La Main visible des managers
La Main visible des managers (The Visible Hand: The Managerial Revolution in American Business) est un livre de l'économiste et historien américain Alfred Chandler (1918-2007) publié en 1977 et couronné par un prix Pulitzer.
Chandler essaie de comprendre pourquoi l’entreprise permet une meilleure économie de la coordination que le marché ; sa réponse est que l’organisation permet de donner aux managers intermédiaires une pleine vision sur l'économie de la chaîne de coordination (organisationnelle) d’un bien produit, puis distribué.
L’objet de sa démonstration n’est plus seulement l’entreprise, mais cette fois-ci, plus généralement, l’économie de la chaîne de coordination d’un bien.
Historiquement, le modèle de la firme moderne, et sa logique monopolistique ou oligopolistique, a supplanté l’économie du marché traditionnel. Pour un même bien, Chandler étudie donc cette évolution historique du passage entre ces deux institutions économiques de la coordination. C'est-à -dire, auparavant le marché et ses coûts d’asymétrie d’information entre les intermédiaires ; puis s’est progressivement développé le système hiérarchique de l’entreprise, comblant les asymétries d’information ; les hiérarchies étant le meilleur moyen d’avoir une pleine visibilité sur les différentes fonctions de production, et en réduire ainsi leur coût. Pour ce faire, Chandler synthétise les grandes étapes : du marché traditionnel, au développement des intermédiaires, des chemins de fer, puis des fusions. Pour enfin arriver au système de coordination par la grande firme, au moyen de l’émergence d’une nouvelle catégorie d’employés, cruciale pour le fonctionnement de l’entreprise : les cadres.
......
_Travail à faire_. Selon l'extrait à lire, quelle nouvelle catégorie d'employés est devenue cruciale pour le fonctionnement de l'entreprise ? Répondez en quelques mots, s'il vous plaît.

Enregistrements d'annotation d'images par boîtes englobantes:
......
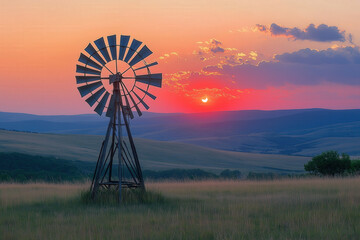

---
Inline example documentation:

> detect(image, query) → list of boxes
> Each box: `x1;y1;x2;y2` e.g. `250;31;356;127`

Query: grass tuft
80;189;169;205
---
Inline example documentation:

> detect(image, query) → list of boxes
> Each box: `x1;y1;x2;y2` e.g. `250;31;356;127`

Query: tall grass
0;178;360;239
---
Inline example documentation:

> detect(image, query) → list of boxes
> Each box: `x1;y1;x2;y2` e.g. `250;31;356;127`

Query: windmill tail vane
75;35;162;199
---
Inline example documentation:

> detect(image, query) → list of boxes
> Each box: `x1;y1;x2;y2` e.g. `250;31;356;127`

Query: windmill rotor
76;35;162;118
75;35;162;200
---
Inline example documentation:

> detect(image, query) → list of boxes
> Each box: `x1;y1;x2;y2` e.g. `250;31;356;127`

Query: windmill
76;35;162;199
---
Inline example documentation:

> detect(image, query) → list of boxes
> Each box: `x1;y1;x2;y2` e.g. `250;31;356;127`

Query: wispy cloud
256;23;352;43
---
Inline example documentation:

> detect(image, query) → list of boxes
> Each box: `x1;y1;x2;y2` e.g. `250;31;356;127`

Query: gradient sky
0;0;360;114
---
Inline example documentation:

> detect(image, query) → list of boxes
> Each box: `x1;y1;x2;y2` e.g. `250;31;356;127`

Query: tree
304;151;351;176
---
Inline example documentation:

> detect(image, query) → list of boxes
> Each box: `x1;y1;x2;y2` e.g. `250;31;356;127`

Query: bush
304;151;351;176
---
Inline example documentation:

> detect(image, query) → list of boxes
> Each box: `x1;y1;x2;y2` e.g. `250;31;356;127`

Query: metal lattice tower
76;35;162;198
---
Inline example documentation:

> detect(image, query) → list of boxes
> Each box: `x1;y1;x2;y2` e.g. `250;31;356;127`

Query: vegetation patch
80;189;170;206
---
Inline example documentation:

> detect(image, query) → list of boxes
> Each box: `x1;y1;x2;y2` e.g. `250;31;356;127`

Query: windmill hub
109;73;123;84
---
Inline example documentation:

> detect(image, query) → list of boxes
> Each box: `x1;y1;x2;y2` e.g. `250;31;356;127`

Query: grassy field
0;178;360;240
0;130;310;173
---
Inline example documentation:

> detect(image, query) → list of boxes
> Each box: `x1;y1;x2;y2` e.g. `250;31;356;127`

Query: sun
201;97;209;103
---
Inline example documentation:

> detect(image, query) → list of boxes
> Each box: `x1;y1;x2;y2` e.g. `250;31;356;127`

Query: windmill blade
78;81;102;97
129;45;152;66
108;35;117;60
135;86;156;100
94;92;110;116
79;53;102;70
133;92;149;110
121;83;142;117
76;65;101;76
85;43;106;65
94;37;111;62
75;76;101;84
124;39;142;62
85;87;105;107
135;73;162;88
106;95;115;117
119;35;130;60
134;62;158;71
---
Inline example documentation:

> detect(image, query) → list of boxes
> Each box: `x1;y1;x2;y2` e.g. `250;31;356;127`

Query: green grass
0;130;310;174
0;178;360;240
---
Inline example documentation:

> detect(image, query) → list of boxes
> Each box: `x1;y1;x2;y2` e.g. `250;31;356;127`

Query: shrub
304;151;351;176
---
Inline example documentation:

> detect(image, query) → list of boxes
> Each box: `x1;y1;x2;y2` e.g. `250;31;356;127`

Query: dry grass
0;178;360;239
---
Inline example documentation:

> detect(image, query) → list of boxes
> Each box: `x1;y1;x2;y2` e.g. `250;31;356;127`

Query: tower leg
90;84;145;201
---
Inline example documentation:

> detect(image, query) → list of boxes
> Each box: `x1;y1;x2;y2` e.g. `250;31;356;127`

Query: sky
0;0;360;115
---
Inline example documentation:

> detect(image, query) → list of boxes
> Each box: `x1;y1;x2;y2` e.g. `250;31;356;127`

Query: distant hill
0;109;360;156
0;130;309;173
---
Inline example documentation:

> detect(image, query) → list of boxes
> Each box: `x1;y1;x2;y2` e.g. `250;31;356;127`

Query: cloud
159;52;179;60
203;47;360;89
256;23;352;43
194;38;225;55
275;47;360;65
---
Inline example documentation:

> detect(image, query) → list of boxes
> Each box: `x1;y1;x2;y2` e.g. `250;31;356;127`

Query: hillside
0;130;309;173
0;109;360;156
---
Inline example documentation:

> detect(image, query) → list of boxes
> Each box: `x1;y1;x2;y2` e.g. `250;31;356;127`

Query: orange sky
0;0;360;114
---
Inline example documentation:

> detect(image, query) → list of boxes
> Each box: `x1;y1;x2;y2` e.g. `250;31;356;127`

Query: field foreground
0;178;360;239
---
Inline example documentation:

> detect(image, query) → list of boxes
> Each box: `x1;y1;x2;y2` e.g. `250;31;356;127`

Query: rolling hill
0;109;360;156
0;130;309;173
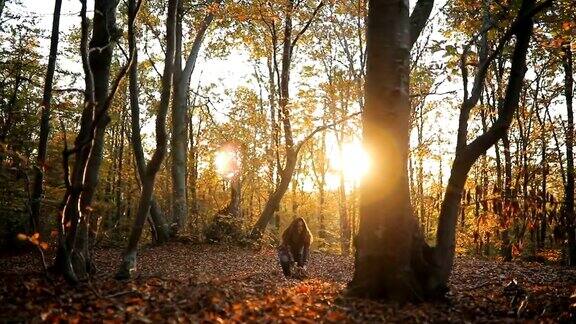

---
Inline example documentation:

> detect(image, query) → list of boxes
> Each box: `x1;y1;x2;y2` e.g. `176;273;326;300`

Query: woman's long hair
282;217;312;245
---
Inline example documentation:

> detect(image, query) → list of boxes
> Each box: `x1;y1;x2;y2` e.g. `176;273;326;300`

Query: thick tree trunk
31;0;62;232
562;44;576;266
55;0;118;282
116;0;178;279
252;152;298;238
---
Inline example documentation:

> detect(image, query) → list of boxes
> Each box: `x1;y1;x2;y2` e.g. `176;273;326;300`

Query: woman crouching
278;217;312;278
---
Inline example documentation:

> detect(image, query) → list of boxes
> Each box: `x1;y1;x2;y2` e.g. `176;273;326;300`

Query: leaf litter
0;242;576;323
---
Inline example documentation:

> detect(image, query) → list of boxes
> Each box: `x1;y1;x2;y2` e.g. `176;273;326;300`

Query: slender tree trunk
0;0;6;23
170;5;219;235
55;0;118;282
562;44;576;266
31;0;62;232
128;1;170;243
436;0;534;288
349;0;417;301
500;132;513;261
252;0;323;238
170;1;188;235
116;0;178;279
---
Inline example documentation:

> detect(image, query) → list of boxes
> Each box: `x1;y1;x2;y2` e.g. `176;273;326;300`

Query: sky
8;0;464;189
8;0;568;192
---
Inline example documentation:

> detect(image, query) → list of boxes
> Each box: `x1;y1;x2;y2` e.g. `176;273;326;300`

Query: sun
330;142;370;184
214;147;240;178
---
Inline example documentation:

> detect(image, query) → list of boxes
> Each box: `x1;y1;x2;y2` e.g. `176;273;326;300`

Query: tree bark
128;1;170;243
562;43;576;266
436;0;535;290
251;0;324;238
30;0;62;232
170;4;214;236
116;0;178;279
55;0;121;283
349;0;416;301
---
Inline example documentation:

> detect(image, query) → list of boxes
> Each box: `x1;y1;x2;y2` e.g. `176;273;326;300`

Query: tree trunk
349;0;417;301
251;0;323;238
31;0;62;232
116;0;178;279
0;0;6;23
170;3;214;235
252;152;298;238
128;1;170;243
55;0;118;282
562;44;576;266
428;0;534;290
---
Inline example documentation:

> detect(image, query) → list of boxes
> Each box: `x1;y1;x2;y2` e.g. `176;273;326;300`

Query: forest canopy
0;0;576;318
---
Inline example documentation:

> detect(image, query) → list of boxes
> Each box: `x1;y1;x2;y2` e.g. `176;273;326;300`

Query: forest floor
0;243;576;323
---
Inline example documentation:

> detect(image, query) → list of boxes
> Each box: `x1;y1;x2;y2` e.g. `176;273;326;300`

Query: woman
278;217;312;277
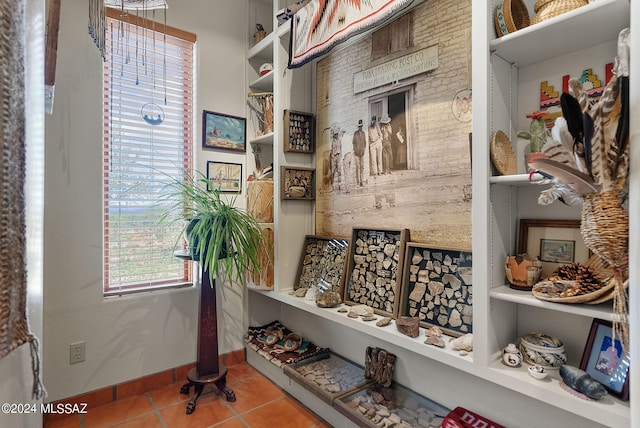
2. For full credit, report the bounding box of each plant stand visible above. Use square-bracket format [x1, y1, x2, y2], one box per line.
[180, 267, 236, 415]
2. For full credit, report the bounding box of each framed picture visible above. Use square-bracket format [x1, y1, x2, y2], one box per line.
[294, 235, 349, 293]
[399, 242, 473, 336]
[283, 110, 314, 153]
[202, 110, 247, 152]
[342, 228, 409, 318]
[280, 166, 316, 201]
[207, 161, 242, 193]
[517, 219, 590, 278]
[580, 318, 630, 401]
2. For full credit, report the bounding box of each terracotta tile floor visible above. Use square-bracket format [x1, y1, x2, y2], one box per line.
[45, 363, 329, 428]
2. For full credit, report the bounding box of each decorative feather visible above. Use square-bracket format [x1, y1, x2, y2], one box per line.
[530, 158, 600, 196]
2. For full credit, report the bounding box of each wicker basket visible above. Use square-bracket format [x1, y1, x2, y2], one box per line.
[493, 0, 529, 37]
[531, 0, 589, 25]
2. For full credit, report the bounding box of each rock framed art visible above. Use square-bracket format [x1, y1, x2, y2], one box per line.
[399, 242, 473, 336]
[343, 228, 409, 318]
[294, 235, 349, 293]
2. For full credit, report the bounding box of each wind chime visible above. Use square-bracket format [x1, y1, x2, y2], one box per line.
[89, 0, 168, 126]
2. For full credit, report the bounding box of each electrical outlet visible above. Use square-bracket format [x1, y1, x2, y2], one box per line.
[69, 342, 84, 364]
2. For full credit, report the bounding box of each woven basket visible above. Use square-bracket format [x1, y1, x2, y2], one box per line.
[580, 192, 629, 268]
[493, 0, 529, 37]
[531, 0, 589, 25]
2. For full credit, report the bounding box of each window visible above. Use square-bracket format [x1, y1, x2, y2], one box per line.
[103, 9, 195, 294]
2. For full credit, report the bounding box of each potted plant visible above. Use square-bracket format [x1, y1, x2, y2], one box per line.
[161, 171, 266, 284]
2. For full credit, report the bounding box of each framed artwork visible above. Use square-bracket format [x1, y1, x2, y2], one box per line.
[580, 318, 630, 400]
[283, 110, 314, 153]
[294, 235, 349, 293]
[399, 242, 473, 336]
[280, 166, 316, 201]
[342, 228, 409, 318]
[517, 219, 590, 278]
[202, 110, 247, 152]
[207, 161, 242, 193]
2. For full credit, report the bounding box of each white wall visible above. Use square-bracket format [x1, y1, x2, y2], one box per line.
[0, 0, 45, 427]
[44, 0, 247, 401]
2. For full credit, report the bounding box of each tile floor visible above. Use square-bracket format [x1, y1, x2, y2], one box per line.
[44, 363, 329, 428]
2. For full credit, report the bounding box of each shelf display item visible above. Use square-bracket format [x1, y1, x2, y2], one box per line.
[399, 242, 473, 336]
[343, 228, 409, 318]
[294, 235, 349, 294]
[283, 110, 314, 153]
[531, 0, 589, 25]
[560, 364, 607, 400]
[333, 383, 449, 428]
[520, 333, 567, 369]
[284, 352, 371, 405]
[504, 253, 542, 291]
[493, 0, 529, 37]
[489, 131, 517, 175]
[244, 321, 330, 367]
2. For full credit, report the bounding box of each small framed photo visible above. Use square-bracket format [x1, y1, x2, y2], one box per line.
......
_Solution_. Les cadres.